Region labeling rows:
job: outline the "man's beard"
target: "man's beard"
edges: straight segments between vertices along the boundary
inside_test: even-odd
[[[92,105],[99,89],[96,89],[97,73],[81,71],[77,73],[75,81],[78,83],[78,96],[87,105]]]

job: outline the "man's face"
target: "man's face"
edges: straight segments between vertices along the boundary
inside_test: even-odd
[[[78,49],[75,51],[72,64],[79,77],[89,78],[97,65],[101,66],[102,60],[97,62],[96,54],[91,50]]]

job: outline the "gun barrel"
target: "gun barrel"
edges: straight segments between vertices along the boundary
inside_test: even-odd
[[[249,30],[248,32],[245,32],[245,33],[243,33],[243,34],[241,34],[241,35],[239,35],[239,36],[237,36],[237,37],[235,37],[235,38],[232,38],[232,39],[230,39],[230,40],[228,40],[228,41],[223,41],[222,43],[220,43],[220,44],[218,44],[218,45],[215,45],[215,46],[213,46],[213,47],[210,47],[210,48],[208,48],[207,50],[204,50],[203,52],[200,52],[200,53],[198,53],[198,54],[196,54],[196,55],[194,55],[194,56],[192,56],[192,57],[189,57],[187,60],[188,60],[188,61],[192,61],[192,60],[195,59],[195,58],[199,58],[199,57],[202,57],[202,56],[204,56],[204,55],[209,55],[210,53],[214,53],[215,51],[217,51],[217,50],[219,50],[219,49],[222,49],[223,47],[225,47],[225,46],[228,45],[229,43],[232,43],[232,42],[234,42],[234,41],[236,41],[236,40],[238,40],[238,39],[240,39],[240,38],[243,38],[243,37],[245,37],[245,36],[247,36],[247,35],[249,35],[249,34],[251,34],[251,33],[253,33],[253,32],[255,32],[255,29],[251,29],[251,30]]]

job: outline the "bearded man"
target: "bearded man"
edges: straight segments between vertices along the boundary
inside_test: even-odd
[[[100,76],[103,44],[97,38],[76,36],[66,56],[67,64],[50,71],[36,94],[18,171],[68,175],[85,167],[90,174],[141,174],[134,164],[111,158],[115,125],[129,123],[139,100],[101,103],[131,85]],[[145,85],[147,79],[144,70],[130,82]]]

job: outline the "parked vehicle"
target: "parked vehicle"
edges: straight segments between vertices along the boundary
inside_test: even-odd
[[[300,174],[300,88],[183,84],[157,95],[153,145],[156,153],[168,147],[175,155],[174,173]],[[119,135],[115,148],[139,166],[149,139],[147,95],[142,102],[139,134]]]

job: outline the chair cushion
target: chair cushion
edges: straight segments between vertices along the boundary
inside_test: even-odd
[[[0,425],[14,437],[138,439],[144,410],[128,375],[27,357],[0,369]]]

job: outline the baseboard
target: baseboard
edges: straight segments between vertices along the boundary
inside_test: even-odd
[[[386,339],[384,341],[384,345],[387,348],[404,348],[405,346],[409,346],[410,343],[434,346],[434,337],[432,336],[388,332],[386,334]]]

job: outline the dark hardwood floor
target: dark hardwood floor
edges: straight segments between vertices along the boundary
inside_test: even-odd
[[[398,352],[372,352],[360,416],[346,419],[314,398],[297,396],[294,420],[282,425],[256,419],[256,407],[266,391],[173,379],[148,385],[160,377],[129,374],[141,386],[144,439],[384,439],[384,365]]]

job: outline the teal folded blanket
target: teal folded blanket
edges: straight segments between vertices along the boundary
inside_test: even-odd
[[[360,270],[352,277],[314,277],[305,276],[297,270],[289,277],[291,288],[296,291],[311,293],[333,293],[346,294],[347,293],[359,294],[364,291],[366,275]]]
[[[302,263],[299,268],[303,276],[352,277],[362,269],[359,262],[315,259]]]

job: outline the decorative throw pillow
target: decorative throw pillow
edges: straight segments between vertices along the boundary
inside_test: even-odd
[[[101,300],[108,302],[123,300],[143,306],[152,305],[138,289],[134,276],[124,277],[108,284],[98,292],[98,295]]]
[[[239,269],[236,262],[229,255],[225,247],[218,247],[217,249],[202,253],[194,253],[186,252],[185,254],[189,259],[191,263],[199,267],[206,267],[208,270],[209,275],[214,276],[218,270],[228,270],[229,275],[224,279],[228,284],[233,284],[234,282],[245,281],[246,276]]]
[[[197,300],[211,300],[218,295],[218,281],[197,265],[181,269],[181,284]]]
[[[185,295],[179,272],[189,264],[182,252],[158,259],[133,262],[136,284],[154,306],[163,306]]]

▸ Exercise description: Extract every line from each of the rows above and reproduce it word for word, keeping the original order.

▸ Result of the task:
job: outline the "man's beard"
target: "man's beard"
edges: straight segments between vertices along the boundary
inside_test: even-odd
[[[92,105],[99,89],[96,89],[97,73],[81,71],[77,73],[75,81],[78,83],[78,96],[87,105]]]

job: outline the "man's face"
target: "man's face"
edges: straight segments between vertices along the boundary
inside_test: even-odd
[[[78,49],[75,51],[72,64],[79,77],[89,78],[97,65],[101,66],[102,60],[97,62],[96,54],[91,50]]]

job: outline the "gun barrel"
target: "gun barrel"
edges: straight segments between vertices along the boundary
inside_test: even-odd
[[[249,30],[248,32],[245,32],[245,33],[243,33],[243,34],[241,34],[241,35],[239,35],[239,36],[237,36],[237,37],[235,37],[235,38],[232,38],[232,39],[230,39],[230,40],[228,40],[228,41],[223,41],[222,43],[220,43],[220,44],[218,44],[218,45],[215,45],[215,46],[213,46],[213,47],[210,47],[210,48],[208,48],[207,50],[204,50],[203,52],[200,52],[200,53],[198,53],[198,54],[196,54],[196,55],[194,55],[194,56],[192,56],[192,57],[189,57],[187,60],[188,60],[188,61],[192,61],[192,60],[195,59],[195,58],[199,58],[199,57],[202,57],[202,56],[204,56],[204,55],[209,55],[210,53],[214,53],[215,51],[217,51],[217,50],[219,50],[219,49],[222,49],[223,47],[225,47],[225,46],[228,45],[229,43],[232,43],[232,42],[234,42],[234,41],[236,41],[236,40],[238,40],[238,39],[240,39],[240,38],[243,38],[243,37],[245,37],[245,36],[247,36],[247,35],[249,35],[249,34],[251,34],[251,33],[253,33],[253,32],[255,32],[255,29],[251,29],[251,30]]]

job: outline the "bearded man"
target: "bearded man"
edges: straight segments between vertices along the boundary
inside_test: even-odd
[[[100,76],[103,44],[97,38],[76,36],[66,56],[67,64],[50,71],[36,94],[18,171],[68,175],[85,167],[90,174],[141,174],[134,164],[111,158],[115,125],[129,123],[139,100],[101,103],[131,85]],[[145,85],[147,79],[144,70],[130,82]]]

job: outline the "parked vehicle"
target: "parked vehicle"
edges: straight segments between vertices along the boundary
inside_test: even-odd
[[[300,174],[300,88],[183,84],[157,95],[153,145],[156,153],[168,147],[175,155],[174,173]],[[119,135],[115,148],[139,166],[149,139],[147,95],[142,102],[139,134]]]

job: outline the chair cushion
target: chair cushion
edges: straight segments between vertices along the boundary
inside_test: even-odd
[[[0,425],[14,437],[138,439],[144,410],[128,375],[27,357],[0,369]]]

job: outline the baseboard
target: baseboard
edges: straight segments between vertices along the boundary
inside_test: even-odd
[[[386,339],[384,341],[384,345],[387,348],[404,348],[405,346],[409,346],[410,343],[434,346],[434,337],[432,336],[388,332],[386,334]]]

job: outline the dark hardwood floor
target: dark hardwood floor
edges: straight segments between vertices along the boundary
inside_test: even-odd
[[[398,352],[372,352],[360,416],[346,419],[314,398],[297,396],[294,420],[282,425],[256,419],[256,407],[266,391],[173,379],[148,385],[160,377],[129,374],[141,386],[144,439],[384,439],[384,365]]]

job: outline the teal folded blanket
target: teal folded blanket
edges: straight segments between vertices along the boundary
inside_test: even-odd
[[[360,270],[352,277],[314,277],[305,276],[297,270],[289,277],[291,288],[296,291],[311,293],[333,293],[346,294],[347,293],[359,294],[364,291],[366,275]]]
[[[302,263],[299,268],[303,276],[352,277],[362,269],[359,262],[315,259]]]

job: outline the decorative throw pillow
target: decorative throw pillow
edges: straight segments between vertices along the boundary
inside_test: even-odd
[[[101,300],[108,302],[123,300],[143,306],[152,305],[138,289],[134,276],[124,277],[108,284],[98,292],[98,295]]]
[[[239,269],[236,262],[229,255],[225,247],[218,247],[217,249],[202,253],[194,253],[186,252],[185,254],[189,259],[191,263],[199,267],[206,267],[208,270],[209,275],[214,276],[218,270],[228,270],[229,275],[224,279],[228,284],[233,284],[234,282],[245,281],[246,276]]]
[[[197,300],[211,300],[218,295],[218,281],[197,265],[181,269],[181,284]]]
[[[185,295],[179,272],[189,264],[182,252],[158,259],[133,262],[136,284],[154,306],[163,306]]]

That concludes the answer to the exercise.